[Saved entries]
····················
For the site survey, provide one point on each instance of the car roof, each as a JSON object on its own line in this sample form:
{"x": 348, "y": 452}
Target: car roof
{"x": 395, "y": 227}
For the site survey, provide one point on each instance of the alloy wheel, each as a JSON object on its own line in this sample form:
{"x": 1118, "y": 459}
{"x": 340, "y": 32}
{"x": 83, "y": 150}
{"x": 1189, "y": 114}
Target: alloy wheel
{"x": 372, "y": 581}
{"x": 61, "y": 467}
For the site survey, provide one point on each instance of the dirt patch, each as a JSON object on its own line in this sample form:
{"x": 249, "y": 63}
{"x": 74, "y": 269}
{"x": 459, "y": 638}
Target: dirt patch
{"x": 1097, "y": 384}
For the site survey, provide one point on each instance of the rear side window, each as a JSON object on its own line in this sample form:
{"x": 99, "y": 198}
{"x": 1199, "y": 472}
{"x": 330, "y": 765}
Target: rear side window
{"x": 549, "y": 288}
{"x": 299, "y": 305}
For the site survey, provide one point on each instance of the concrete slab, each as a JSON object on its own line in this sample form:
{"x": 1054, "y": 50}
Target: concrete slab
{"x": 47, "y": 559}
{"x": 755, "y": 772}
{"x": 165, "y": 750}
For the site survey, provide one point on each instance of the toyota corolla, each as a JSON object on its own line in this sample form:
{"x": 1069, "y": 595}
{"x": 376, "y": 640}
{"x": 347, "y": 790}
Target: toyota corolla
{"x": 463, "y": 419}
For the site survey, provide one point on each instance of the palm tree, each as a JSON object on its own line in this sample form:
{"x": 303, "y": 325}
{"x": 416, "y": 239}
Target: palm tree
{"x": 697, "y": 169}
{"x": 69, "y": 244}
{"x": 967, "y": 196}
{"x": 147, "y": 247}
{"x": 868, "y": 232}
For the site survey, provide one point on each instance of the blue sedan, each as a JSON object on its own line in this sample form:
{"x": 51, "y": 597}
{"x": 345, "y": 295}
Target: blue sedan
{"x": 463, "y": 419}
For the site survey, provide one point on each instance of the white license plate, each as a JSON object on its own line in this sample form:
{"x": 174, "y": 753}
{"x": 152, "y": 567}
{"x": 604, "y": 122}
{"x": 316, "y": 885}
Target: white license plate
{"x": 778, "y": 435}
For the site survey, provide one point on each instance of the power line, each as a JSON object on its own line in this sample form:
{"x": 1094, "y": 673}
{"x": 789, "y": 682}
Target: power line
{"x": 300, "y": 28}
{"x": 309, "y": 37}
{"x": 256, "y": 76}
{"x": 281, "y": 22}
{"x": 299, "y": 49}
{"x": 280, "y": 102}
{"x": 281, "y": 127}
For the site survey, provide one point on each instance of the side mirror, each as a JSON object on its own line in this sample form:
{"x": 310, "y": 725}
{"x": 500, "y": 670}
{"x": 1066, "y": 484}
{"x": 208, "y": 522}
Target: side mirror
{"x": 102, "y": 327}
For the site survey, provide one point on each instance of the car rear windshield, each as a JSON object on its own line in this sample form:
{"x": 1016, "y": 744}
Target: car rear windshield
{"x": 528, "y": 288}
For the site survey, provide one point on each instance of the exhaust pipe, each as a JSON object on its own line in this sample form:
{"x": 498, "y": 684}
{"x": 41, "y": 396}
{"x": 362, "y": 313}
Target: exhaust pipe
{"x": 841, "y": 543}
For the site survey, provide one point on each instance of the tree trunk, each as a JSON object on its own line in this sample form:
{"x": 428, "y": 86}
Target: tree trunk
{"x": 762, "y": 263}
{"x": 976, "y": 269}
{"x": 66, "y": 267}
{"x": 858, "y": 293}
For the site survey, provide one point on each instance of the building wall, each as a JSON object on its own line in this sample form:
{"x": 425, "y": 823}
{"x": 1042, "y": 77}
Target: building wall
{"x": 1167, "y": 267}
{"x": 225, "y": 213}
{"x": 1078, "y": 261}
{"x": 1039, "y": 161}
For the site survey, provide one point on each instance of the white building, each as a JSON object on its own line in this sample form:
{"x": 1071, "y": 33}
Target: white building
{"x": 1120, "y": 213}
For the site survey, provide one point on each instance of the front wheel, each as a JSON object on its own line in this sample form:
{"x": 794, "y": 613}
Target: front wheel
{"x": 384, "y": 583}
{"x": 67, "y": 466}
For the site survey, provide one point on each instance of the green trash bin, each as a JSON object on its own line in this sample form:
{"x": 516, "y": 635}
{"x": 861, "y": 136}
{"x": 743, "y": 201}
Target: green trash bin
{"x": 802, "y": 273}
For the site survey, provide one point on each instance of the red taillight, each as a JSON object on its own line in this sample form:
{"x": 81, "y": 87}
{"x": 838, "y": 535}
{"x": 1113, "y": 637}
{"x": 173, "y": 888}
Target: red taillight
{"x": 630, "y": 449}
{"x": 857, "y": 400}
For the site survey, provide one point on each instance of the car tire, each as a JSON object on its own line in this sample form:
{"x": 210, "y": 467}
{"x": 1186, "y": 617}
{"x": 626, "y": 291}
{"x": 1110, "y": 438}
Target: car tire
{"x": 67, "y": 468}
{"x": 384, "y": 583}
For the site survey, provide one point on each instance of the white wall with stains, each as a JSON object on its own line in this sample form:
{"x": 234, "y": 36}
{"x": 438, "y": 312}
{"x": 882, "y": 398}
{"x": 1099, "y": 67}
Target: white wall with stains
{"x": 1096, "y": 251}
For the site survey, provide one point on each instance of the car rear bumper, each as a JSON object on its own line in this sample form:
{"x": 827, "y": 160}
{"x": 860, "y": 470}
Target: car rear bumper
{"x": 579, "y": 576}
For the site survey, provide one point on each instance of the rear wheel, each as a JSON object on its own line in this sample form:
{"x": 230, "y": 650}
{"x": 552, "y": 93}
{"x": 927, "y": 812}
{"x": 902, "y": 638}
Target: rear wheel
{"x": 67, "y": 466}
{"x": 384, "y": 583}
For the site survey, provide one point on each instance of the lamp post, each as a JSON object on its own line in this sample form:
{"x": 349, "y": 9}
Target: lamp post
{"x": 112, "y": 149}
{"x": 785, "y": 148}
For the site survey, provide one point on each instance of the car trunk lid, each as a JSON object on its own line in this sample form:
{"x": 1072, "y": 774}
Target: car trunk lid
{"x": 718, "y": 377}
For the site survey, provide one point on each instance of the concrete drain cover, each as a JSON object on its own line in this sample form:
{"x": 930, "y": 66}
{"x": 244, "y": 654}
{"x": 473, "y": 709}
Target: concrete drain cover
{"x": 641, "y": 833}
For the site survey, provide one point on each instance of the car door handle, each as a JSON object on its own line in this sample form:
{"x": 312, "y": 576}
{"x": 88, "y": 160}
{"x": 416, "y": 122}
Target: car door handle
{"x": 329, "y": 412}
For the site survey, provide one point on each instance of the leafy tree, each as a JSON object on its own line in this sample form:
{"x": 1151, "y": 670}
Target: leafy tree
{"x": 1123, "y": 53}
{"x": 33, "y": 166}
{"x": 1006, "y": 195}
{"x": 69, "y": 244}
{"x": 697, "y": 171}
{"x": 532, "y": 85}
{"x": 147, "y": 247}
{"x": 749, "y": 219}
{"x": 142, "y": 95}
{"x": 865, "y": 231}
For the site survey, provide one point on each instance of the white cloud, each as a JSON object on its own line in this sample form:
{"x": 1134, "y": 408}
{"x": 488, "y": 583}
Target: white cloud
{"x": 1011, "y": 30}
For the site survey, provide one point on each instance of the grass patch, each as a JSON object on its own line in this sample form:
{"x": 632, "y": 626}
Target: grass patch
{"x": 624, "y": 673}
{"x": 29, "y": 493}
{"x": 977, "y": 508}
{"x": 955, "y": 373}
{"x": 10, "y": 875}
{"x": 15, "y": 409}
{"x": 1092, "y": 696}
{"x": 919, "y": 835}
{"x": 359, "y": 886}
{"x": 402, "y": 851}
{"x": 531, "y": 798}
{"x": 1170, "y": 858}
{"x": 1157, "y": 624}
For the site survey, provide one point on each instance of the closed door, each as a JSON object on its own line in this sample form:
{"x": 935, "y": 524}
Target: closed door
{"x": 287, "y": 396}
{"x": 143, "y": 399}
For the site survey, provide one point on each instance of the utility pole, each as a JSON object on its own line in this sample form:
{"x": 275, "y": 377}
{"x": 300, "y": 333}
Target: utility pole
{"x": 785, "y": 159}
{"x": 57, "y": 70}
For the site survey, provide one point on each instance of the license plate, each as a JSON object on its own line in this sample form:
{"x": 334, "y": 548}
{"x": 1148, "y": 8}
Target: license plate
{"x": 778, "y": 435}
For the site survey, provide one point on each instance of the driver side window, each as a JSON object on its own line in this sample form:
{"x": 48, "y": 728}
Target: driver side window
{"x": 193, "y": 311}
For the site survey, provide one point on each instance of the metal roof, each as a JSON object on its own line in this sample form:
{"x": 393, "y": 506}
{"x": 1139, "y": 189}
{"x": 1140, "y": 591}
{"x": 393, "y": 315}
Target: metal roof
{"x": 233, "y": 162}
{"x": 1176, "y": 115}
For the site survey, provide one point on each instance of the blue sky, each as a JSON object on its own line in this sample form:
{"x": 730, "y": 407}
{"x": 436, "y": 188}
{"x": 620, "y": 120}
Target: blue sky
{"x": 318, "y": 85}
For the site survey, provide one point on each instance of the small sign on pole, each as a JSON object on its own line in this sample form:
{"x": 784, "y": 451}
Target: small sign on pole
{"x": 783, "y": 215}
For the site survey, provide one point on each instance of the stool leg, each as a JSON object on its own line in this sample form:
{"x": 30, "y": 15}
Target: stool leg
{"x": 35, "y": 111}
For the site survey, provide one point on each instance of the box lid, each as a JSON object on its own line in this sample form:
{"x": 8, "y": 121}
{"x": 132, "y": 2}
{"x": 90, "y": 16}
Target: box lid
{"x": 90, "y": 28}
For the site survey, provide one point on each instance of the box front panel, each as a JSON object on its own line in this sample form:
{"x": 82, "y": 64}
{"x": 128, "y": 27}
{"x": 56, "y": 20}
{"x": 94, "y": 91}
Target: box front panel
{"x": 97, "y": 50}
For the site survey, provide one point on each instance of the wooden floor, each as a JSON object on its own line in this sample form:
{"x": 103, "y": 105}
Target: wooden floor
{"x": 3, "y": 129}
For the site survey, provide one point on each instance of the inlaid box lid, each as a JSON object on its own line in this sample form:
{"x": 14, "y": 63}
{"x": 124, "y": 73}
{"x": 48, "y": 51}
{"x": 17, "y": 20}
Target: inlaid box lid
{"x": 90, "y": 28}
····················
**Exercise**
Please give again the lines above between the line holding "Target: power line" and the line holding "of the side", inclusive, exactly as they are and with nothing added.

**Exercise response**
Target: power line
{"x": 300, "y": 28}
{"x": 309, "y": 37}
{"x": 256, "y": 76}
{"x": 281, "y": 22}
{"x": 299, "y": 49}
{"x": 280, "y": 102}
{"x": 281, "y": 127}
For the site survey, provide one point on each instance of the side mirror, each as a JSON object on its own line in this sample form:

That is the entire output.